Nothing but the lines from the one with "Target: herd in background" through the final line of the entries below should be written out, each exactly as given.

[[ Dataset records open ]]

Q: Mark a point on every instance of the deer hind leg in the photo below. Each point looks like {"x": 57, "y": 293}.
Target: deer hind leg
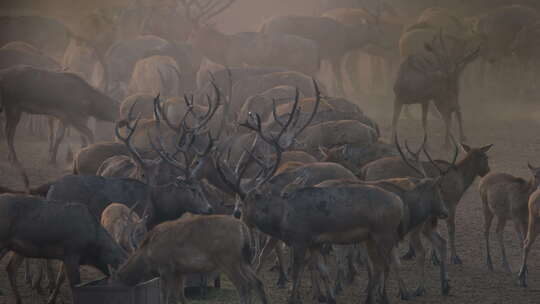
{"x": 532, "y": 233}
{"x": 14, "y": 262}
{"x": 60, "y": 133}
{"x": 451, "y": 227}
{"x": 439, "y": 244}
{"x": 488, "y": 219}
{"x": 501, "y": 223}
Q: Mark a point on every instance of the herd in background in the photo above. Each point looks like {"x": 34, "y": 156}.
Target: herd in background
{"x": 239, "y": 124}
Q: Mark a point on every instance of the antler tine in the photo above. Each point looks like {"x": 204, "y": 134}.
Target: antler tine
{"x": 166, "y": 156}
{"x": 127, "y": 140}
{"x": 315, "y": 109}
{"x": 405, "y": 160}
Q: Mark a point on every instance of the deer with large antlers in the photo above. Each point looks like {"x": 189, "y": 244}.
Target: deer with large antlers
{"x": 506, "y": 197}
{"x": 39, "y": 91}
{"x": 307, "y": 218}
{"x": 433, "y": 75}
{"x": 457, "y": 177}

[[ Dataset records closed ]]

> Result:
Target: herd in background
{"x": 239, "y": 124}
Q: Mark a point on every instance of the antler tine in the photo above. Each point looks like {"x": 204, "y": 134}.
Target: antler tine
{"x": 166, "y": 156}
{"x": 127, "y": 140}
{"x": 315, "y": 109}
{"x": 405, "y": 160}
Q: Mark a point on every instance of the deer with large antlers in the photo above. Each point looks like {"x": 189, "y": 244}.
Target: deer with large antlers
{"x": 506, "y": 197}
{"x": 39, "y": 91}
{"x": 307, "y": 218}
{"x": 433, "y": 75}
{"x": 457, "y": 177}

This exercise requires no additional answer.